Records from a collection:
:::::
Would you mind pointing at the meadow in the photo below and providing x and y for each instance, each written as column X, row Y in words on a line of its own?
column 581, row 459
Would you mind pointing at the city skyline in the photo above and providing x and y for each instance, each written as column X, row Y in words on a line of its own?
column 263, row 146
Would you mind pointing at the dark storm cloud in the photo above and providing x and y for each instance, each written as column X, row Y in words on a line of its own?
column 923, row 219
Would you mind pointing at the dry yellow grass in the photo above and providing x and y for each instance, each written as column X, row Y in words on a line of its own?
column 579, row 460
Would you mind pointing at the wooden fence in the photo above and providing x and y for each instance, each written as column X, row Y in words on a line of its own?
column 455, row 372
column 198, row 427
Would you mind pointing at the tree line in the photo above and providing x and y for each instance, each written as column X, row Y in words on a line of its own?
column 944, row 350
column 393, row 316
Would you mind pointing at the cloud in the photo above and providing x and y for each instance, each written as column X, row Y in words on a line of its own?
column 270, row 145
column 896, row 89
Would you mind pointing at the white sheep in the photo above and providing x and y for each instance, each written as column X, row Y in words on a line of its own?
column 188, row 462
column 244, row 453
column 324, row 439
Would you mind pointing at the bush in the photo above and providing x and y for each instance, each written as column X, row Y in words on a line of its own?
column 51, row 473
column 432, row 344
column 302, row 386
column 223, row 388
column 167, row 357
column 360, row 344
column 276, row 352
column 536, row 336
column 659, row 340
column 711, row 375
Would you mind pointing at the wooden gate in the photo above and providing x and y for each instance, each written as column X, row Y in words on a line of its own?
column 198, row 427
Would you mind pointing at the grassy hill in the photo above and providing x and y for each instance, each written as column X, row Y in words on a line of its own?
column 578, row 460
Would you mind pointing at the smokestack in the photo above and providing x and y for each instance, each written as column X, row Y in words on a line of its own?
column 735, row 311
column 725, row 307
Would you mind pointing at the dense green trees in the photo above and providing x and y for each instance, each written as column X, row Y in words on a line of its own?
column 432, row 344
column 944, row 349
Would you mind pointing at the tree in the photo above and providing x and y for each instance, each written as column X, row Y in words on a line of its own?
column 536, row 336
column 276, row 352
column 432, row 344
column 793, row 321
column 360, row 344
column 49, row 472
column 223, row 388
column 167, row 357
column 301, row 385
:::::
Return the lines of the listing above unchanged, beginning with the line that contains "Would you mind pointing at the wooden fence" and continuing through the line that contains "column 324, row 439", with both of those lines included.

Would you mind pointing at the wooden fence in the photo above and providing x and y for each instance, each written as column X, row Y in words on a line of its own?
column 455, row 372
column 198, row 427
Would you mind pointing at the tree line in the photo above and providing x and y for each instance, each written as column X, row Y in words on a line of its own?
column 944, row 350
column 393, row 316
Would you mind pointing at the cloud in the photo above and providing x and y for each instance, each written as column X, row Y in words on a line of its own?
column 270, row 145
column 896, row 89
Would you mind pointing at the white sheep in the photo above and providing x and y for each instance, each written as column X, row Y in words on a line of its own?
column 188, row 462
column 244, row 453
column 324, row 439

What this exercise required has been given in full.